What is asked:
[a] In the essay about a worn-out book bag, which book was the first to hit the pavement when the bag's bottom fell out?
[b] How many lines of the records contain the word "high"? Reply with the number alone.

Text passage:
I’ve
worn out another book bag, a blue one of faux-canvas picked up at a conference.
I’ve never paid for a book bag, just as I’ve never paid for a coffee mug. I collect
promotional freebies. This one was deep and had long handles, so I tended to skim
the bottom on the sidewalk as I hiked across campus. The stitching was giving
out too, from occasionally overloading the bag with books. On Thursday the
bottom fell out as I returned from the library with a good load, but the
sidewalk was dry so no books were damaged. The first one to hit the pavement
was a sliver of a volume, The Goncourts
(Hillary House Publishers, 1960) by Robert Baldick, who in 1962 published a
selection from the journals of Edmond and Jules de Goncourt that I’ve always
enjoyed, so I decided to learn more about the brothers. Baldick is illuminating
even on his third page:
“Closely
linked with their artistic penchants was their neurotic sensibility [singular,
as though the brothers were one]. They were sick men, tortured by their
stomachs, their livers, and above all their nerves; sick men with high ideals,
living in a world where everything and everybody wounded their delicate natures
and outraged their sense of values.”
That
such hothouse plants should create in their journal what Baldick rightly calls “one
of the great literary achievements of modern times” is at once miraculous and
familiar-sounding. Calculate for a moment what proportion of your life has been
spent reading books produced by wounded sensibilities. This is not intended as a
complaint. Who am I to grouse about Gogol or Proust? Take it as a recognition
of the work’s preeminence over the man. The next book to hit the ground was A Cadre School Life (Joint Publishing
Co., 1983) by Yang Chiang, which I learned about from a recent essay by Theodore Dalrymple. It’s another slender volume, protected with cardboard
covers, and I suspect its author represents a type at the far end of the human character
spectrum from the Goncourts. She and her husband survived Mao’s social
engineering.

(Stored entries)
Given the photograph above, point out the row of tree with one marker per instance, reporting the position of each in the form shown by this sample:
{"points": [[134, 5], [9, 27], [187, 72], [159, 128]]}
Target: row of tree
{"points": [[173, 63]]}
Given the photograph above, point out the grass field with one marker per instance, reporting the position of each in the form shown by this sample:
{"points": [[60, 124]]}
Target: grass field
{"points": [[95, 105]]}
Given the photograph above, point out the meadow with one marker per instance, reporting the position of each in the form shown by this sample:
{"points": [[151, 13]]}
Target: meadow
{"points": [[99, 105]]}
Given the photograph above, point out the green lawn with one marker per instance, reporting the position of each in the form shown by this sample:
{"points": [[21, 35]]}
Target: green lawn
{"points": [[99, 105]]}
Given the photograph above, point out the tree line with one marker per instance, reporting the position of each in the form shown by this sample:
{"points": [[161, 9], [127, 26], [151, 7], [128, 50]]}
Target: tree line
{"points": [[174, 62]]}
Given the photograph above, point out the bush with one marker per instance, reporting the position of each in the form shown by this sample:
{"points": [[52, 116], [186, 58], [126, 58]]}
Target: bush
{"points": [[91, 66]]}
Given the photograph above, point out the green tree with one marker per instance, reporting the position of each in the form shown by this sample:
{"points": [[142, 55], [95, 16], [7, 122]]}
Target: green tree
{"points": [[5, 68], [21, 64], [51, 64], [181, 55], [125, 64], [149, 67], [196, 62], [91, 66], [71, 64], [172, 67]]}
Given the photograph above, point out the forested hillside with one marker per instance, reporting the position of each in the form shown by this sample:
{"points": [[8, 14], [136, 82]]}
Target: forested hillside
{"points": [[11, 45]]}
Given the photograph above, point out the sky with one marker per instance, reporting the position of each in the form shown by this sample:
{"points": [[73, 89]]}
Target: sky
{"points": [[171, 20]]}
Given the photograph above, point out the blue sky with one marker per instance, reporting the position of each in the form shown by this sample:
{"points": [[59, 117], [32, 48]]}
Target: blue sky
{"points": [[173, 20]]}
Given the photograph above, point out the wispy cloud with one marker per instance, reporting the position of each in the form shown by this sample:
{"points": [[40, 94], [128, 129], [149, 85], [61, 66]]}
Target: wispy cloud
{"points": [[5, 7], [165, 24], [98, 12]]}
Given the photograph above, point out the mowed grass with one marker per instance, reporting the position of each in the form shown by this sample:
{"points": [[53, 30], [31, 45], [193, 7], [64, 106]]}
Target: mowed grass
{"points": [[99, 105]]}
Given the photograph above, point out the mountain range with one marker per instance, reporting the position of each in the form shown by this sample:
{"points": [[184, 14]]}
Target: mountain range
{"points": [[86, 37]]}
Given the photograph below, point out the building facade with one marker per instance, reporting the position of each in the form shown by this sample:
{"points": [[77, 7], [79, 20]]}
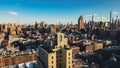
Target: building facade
{"points": [[80, 23], [55, 53]]}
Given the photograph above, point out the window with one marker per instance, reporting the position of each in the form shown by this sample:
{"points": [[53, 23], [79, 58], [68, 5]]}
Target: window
{"points": [[52, 57], [60, 37], [69, 58], [69, 66], [52, 62]]}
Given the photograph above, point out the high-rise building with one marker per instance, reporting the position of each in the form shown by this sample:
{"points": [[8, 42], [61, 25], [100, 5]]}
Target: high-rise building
{"points": [[92, 18], [110, 16], [55, 53], [80, 23]]}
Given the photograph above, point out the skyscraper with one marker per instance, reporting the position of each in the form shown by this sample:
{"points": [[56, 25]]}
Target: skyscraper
{"points": [[92, 18], [80, 23], [110, 16], [55, 53]]}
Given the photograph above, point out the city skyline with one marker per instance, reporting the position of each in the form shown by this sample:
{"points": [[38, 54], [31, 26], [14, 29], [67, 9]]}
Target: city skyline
{"points": [[52, 11]]}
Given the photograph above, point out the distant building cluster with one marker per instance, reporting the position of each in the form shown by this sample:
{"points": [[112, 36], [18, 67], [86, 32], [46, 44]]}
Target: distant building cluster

Worked answers:
[a] The Goncourts, by Robert Baldick.

[b] 2